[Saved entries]
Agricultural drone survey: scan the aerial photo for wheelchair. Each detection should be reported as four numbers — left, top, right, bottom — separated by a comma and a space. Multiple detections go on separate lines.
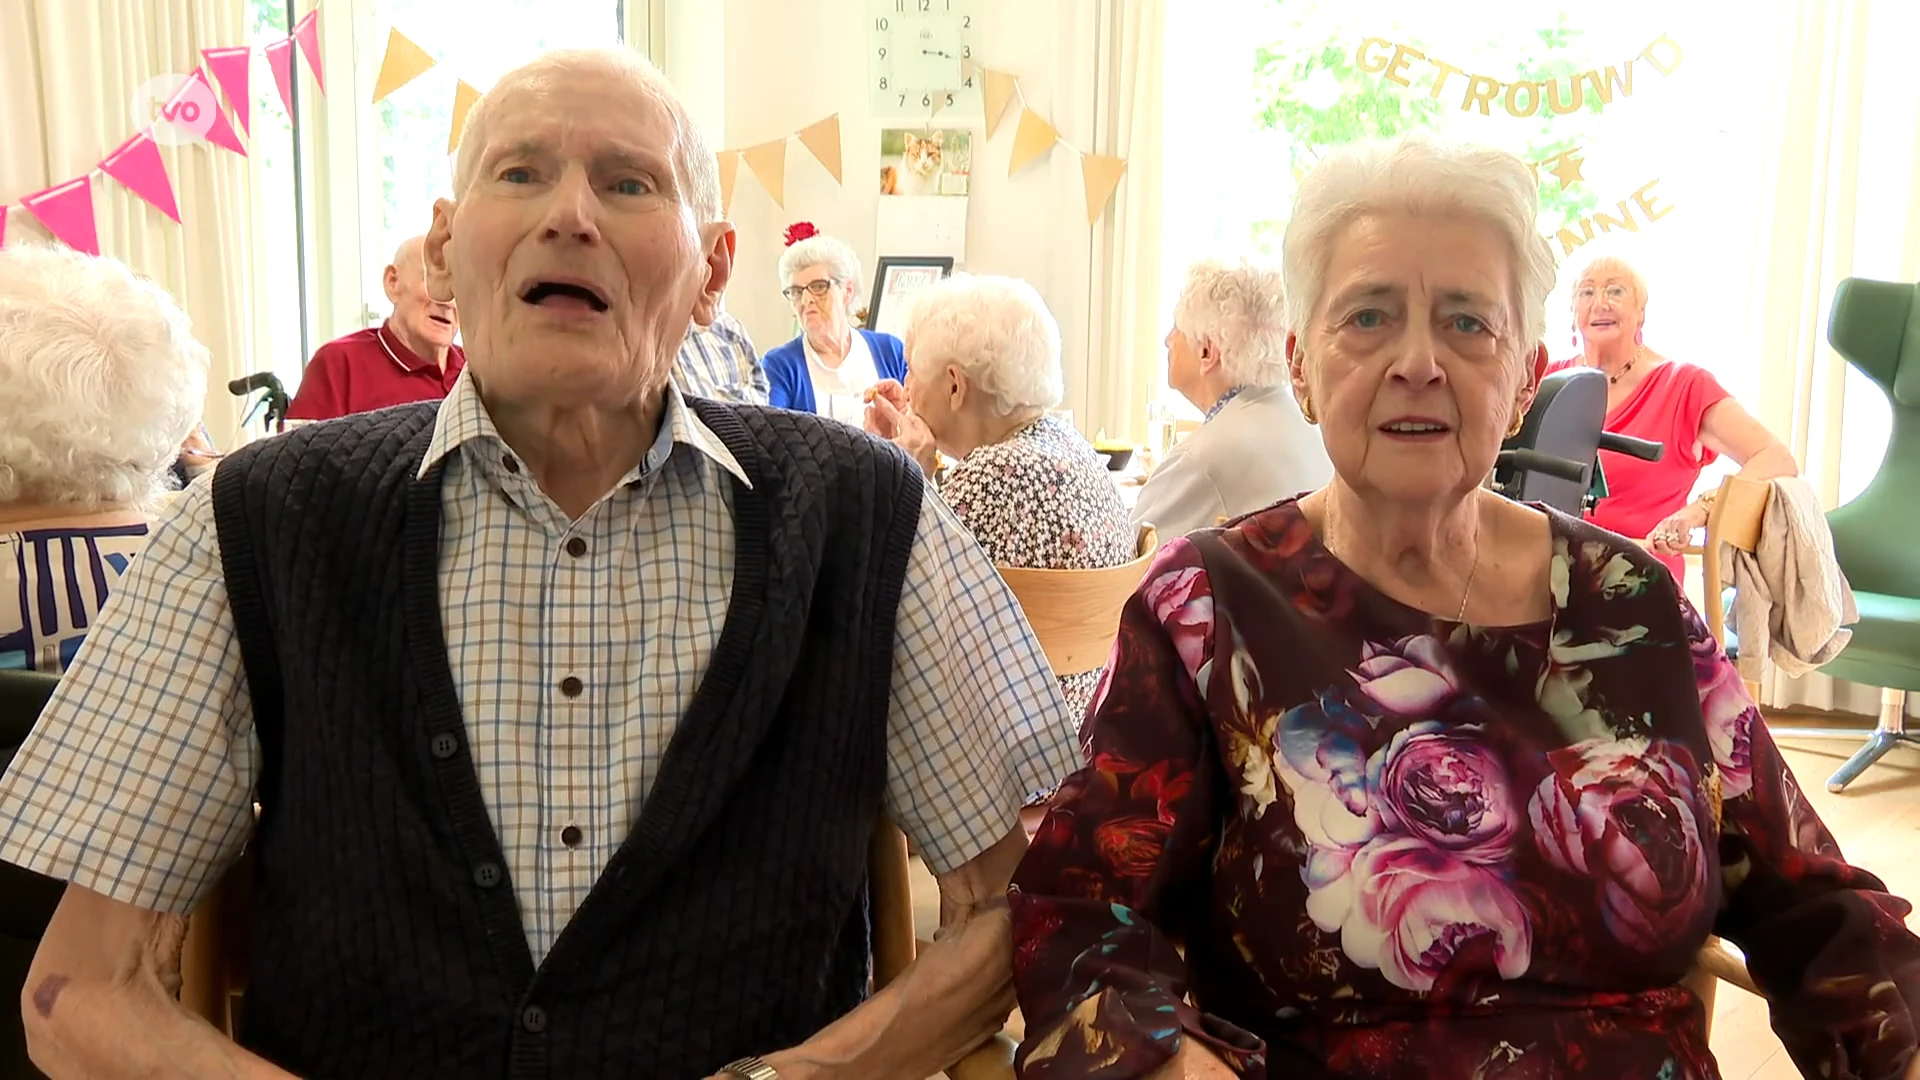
1490, 366, 1664, 516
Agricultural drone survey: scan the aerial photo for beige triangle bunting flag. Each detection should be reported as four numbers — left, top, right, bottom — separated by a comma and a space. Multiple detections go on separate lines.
717, 150, 741, 215
741, 138, 788, 208
372, 28, 437, 103
982, 70, 1019, 140
796, 115, 843, 185
449, 80, 483, 153
1081, 153, 1128, 225
1008, 108, 1059, 177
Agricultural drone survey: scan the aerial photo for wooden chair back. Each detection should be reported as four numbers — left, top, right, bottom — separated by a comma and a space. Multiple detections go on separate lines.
1687, 474, 1772, 646
996, 526, 1161, 678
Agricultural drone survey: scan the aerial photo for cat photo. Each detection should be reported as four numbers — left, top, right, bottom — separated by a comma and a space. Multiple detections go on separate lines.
879, 128, 971, 197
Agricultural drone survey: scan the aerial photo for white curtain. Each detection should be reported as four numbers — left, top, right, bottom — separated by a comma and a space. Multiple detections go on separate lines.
0, 0, 262, 452
1080, 0, 1166, 444
1730, 0, 1920, 716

- REQUIRED WORK -
All lines from the one containing "Agricultural drone survey: scan the aerial photo for wooden" to the end of the records are to be duplicated exactly, and no other lines are to be given.

- SOLUTION -
Agricultural drone survey: scan the aerial photo for wooden chair back. Each detection should be reported as four numbers — left, top, right, bottom — separated by a comma and a space. Multiple detections go on separate lines.
1687, 474, 1772, 646
996, 526, 1161, 678
Agricultural drone survey: scan the aerial photo for cat photo. Each detection should be reported as four numbers — left, top, right, bottom — separated by a comma and a space. Multiple detections go on separate lines.
879, 128, 971, 197
Agricultural drone survey: scan the aerial photo for white curtain. Each detection should be reported as four numbers — left, top, right, bottom — separated by a comma and a space. Multiple detections go on separate lines.
0, 0, 262, 452
1080, 0, 1166, 444
1730, 0, 1920, 716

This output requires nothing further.